- **Exercise task**: Repeat the data verbatim.

- **Supplied records**:
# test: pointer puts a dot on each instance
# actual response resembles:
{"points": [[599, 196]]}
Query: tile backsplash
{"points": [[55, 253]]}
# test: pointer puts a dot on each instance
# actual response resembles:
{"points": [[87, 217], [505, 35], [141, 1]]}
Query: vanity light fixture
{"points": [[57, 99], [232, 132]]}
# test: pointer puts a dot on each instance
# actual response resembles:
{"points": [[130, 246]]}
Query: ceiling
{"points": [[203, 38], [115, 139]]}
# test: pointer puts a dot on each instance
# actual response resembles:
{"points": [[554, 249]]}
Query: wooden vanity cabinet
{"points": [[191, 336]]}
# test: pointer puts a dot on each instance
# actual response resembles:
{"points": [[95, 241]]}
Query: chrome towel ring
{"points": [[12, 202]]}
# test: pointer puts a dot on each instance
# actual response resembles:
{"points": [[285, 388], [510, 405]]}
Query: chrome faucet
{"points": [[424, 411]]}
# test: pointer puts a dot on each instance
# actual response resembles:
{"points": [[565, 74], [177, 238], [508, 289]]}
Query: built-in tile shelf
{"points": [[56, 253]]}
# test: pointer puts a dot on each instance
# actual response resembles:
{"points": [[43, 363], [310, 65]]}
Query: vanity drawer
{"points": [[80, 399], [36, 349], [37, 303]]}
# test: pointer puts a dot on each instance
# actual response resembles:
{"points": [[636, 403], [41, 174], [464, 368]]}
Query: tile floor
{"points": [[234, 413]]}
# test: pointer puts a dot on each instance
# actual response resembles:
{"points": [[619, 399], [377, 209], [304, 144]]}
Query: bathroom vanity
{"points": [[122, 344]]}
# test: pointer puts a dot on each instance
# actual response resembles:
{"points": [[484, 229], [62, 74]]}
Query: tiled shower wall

- **Written answer**:
# test: pointer puts a dot on each instance
# actual response resembles:
{"points": [[599, 196]]}
Query: tile backsplash
{"points": [[55, 253]]}
# test: pointer puts a dot on each instance
# actual response resembles:
{"points": [[87, 217], [505, 35], [141, 1]]}
Query: vanity light fixture
{"points": [[57, 99], [232, 132]]}
# test: pointer puts a dot on each instance
# actual response resembles:
{"points": [[130, 246]]}
Query: ceiling
{"points": [[203, 38], [115, 139]]}
# test: pointer puts a dot on each instance
# actual response resembles:
{"points": [[554, 249]]}
Query: wooden vanity cabinet
{"points": [[191, 336]]}
# test: pointer puts a dot on each instance
# actual response resembles:
{"points": [[95, 241]]}
Query: chrome towel ring
{"points": [[12, 202]]}
# test: pointer puts a dot on each instance
# actual response resembles:
{"points": [[285, 388], [510, 405]]}
Query: chrome faucet
{"points": [[424, 411]]}
# test: pointer puts a dot on each instance
# actual response resembles:
{"points": [[565, 74], [177, 238], [508, 289]]}
Query: built-in tile shelf
{"points": [[56, 253]]}
# test: pointer puts a dot on each instance
# actual response resembles:
{"points": [[43, 363], [310, 65]]}
Query: vanity drawer
{"points": [[80, 399], [36, 349], [37, 303]]}
# test: pointer puts a dot on each instance
# actual response resembles:
{"points": [[636, 403], [41, 174], [464, 368]]}
Query: tile floor
{"points": [[234, 413]]}
# test: pointer puts a dot on each instance
# actual response resembles:
{"points": [[619, 399], [377, 209], [304, 144]]}
Query: bathroom vanity
{"points": [[122, 344]]}
# test: pointer puts a dot on each instance
# actual response resembles:
{"points": [[484, 229], [62, 74]]}
Query: tiled shower wall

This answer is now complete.